• _TEXT PROVIDED_
Cool. I am going to send a new version of:
https://patchwork.linuxtv.org/project/linux-media/patch/20241129-uvc-fix-async-v4-1-f23784dba80f@xxxxxxxxxxxx/

using  uvc_ctrl_get_handle / uvc_ctrl_put_handle ad lockdep annotations.

Hopefully in the future we can get rid of: uvc_ctrl_cleanup_fh()

Thanks!
>
> > > > > Regarding the userspace behaviour during an auto-update, we have
> > > > > multiple options:
> > > > >
> > > > > For control get,
> > > > >
> > > > > - We can return -EBUSY
> > > > > - We can return the old value from the cache
> > > > > - We can return the new value fromt he cache
> > > > >
> > > > > Returning -EBUSY would be simpler to implement.
> > > >
> > > > Not only easy, I think it is the most correct,
> > > >
> > > > > I don't think the behaviour should depend on whether the control is read
> > > > > on the file handle that initiated the async operation or on a different
> > > > > file handle.

Position identification records
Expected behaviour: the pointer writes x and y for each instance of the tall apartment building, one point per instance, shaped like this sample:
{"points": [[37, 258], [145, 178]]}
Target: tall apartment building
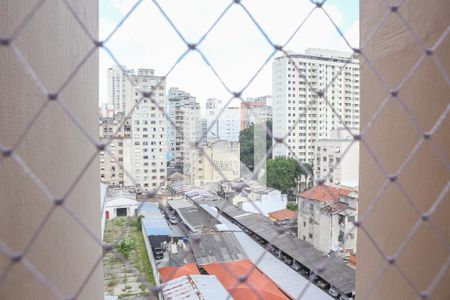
{"points": [[119, 88], [255, 110], [225, 125], [148, 131], [115, 161], [337, 159], [185, 128], [298, 115]]}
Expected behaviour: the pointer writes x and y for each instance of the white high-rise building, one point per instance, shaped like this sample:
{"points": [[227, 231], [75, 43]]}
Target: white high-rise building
{"points": [[149, 131], [185, 128], [225, 125], [337, 159], [115, 165], [118, 88], [298, 115]]}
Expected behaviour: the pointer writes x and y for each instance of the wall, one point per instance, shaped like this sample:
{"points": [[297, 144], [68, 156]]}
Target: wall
{"points": [[54, 149], [393, 51]]}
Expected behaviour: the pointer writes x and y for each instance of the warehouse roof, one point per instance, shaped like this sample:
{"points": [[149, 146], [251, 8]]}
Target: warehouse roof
{"points": [[336, 272], [170, 273], [325, 193], [255, 286], [202, 287]]}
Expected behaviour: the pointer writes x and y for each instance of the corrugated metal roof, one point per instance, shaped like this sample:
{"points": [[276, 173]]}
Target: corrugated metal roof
{"points": [[205, 287], [336, 272], [256, 285], [170, 273], [156, 227], [149, 206]]}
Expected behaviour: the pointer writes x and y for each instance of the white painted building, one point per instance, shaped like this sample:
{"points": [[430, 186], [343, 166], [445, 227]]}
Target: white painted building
{"points": [[251, 196], [216, 161], [337, 159], [119, 203], [325, 219], [255, 111], [118, 87], [149, 131], [115, 160], [223, 125], [184, 112], [300, 117]]}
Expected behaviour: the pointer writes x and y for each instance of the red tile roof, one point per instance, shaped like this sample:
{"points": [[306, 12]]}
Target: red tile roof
{"points": [[283, 214], [169, 273], [325, 193], [256, 286]]}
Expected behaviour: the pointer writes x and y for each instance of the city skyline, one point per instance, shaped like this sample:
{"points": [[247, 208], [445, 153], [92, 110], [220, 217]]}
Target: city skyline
{"points": [[131, 47]]}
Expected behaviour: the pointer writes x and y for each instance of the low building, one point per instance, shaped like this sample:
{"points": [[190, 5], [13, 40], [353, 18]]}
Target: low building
{"points": [[337, 159], [282, 215], [119, 203], [253, 197], [201, 287], [325, 219], [256, 286], [156, 228], [216, 161]]}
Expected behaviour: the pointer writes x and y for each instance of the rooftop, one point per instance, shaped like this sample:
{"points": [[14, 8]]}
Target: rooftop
{"points": [[169, 273], [284, 214], [325, 193], [336, 272], [256, 285], [214, 247], [202, 287]]}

• _CHALLENGE A_
List every function name that appears in the UVC driver thread.
• _CHALLENGE B_
In the UVC driver thread, which option for control get is called simpler to implement?
• _CHALLENGE C_
Continue the UVC driver thread from where it stops, not the listing.

• _RESULT A_
uvc_ctrl_get_handle
uvc_ctrl_put_handle
uvc_ctrl_cleanup_fh

• _RESULT B_
Returning -EBUSY.

• _RESULT C_
> > > > >
> > > > > For control set, I don't think we can do much else than returning
> > > > > -EBUSY, regardless of which file handle the control is set on.
> > > >
> > > > ACK.
> > > >
> > > > > > I will send a new version with my interpretation.
> > > > > >
> > > > > > Thanks for a great discussion
> > > >
> > > > Looking with some perspective... I believe that we should look into
> > > > the "userspace behaviour for auto controls" in a different patchset.
> > > > It is slightly unrelated to this discussion.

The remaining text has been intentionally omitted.